[Page extract]:
-*-

Chapter One: The Drugstore Goddess
It started naturally enough. I had the white hair as a child, and the streaming hippie-poetess blonde hair at twelve. But along about that time something started to happen, and it wasn't planned.
My hair got darker, finally ending up "dishwater" blonde, as my Southern grandmother used to call it. I am naturally dishwater blonde to this day, but even then, deep down in my psyche, I was blonde as sun.
The first thing you need to know about blondes is that you don't know any real ones. Not in your neighborhood, unless you happen to live upstairs from a Finnish tango parlor. Real, adult, fully functioning, totally blonde women are very rare, as rare as albinos. Remember this: Real platinum blondes have ruddy skin and give the distinct impression of having no eyebrows.
The day I finished the first draft of this book, I handed it to a messenger and got on a plane to California. After I landed, and was waiting for a bus, what showed up next to me at the bus stop but a real, honest-to-goodness platinum blonde, the second real platinum blonde I had sighted in all the time I had been thinking about blondes. I took it as a good omen. As the bus appeared, I said, "Excuse me, but I just wrote a book about blondes and, well, I just wanted to tell you that your hair is really beautiful. Natural, isn't it?" She turned her head and looked at me, expressionless. "Nice 'n Easy 100," she said, and boarded.

-*-

[Data]:
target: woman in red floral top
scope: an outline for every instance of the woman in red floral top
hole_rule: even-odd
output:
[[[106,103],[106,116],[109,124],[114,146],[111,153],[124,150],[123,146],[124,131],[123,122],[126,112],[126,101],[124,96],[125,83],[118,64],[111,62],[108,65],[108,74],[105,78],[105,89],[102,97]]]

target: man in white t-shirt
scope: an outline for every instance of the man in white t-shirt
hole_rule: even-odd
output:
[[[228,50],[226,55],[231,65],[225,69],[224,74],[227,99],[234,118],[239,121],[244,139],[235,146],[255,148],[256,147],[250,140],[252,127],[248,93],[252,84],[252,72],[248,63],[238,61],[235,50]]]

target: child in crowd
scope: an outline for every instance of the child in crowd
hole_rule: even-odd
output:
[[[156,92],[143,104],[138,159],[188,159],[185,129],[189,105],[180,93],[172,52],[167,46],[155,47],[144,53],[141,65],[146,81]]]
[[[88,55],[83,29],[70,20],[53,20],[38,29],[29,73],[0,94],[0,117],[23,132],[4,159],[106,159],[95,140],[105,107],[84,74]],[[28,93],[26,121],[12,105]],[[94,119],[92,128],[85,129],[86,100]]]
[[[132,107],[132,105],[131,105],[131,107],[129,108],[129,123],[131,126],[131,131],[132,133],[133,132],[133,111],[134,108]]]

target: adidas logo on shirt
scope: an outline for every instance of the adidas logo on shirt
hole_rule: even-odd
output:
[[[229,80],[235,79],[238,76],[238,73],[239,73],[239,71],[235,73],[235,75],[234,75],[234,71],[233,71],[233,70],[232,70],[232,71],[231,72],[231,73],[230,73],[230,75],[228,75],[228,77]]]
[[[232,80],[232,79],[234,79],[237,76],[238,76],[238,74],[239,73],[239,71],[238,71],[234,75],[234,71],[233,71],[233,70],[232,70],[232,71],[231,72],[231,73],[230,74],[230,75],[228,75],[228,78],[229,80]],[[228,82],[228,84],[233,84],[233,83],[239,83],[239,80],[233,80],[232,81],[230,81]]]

-*-

[Exercise set]:
1. Answer these questions about the chapter excerpt on blondes:
(a) What did the narrator's Southern grandmother call the narrator's darker hair color?
(b) What kind of skin do real platinum blondes have, according to the text?
(c) What did the woman at the bus stop say when asked if her hair was natural?
2. Reproduce the chapter excerpt on blondes between "The first thing" and "having no eyebrows.", inclusive.
The data plays no part in what follows.

[Task responses]:
1.
(a) "Dishwater" blonde.
(b) Ruddy skin.
(c) "Nice 'n Easy 100."

2.
The first thing you need to know about blondes is that you don't know any real ones. Not in your neighborhood, unless you happen to live upstairs from a Finnish tango parlor. Real, adult, fully functioning, totally blonde women are very rare, as rare as albinos. Remember this: Real platinum blondes have ruddy skin and give the distinct impression of having no eyebrows.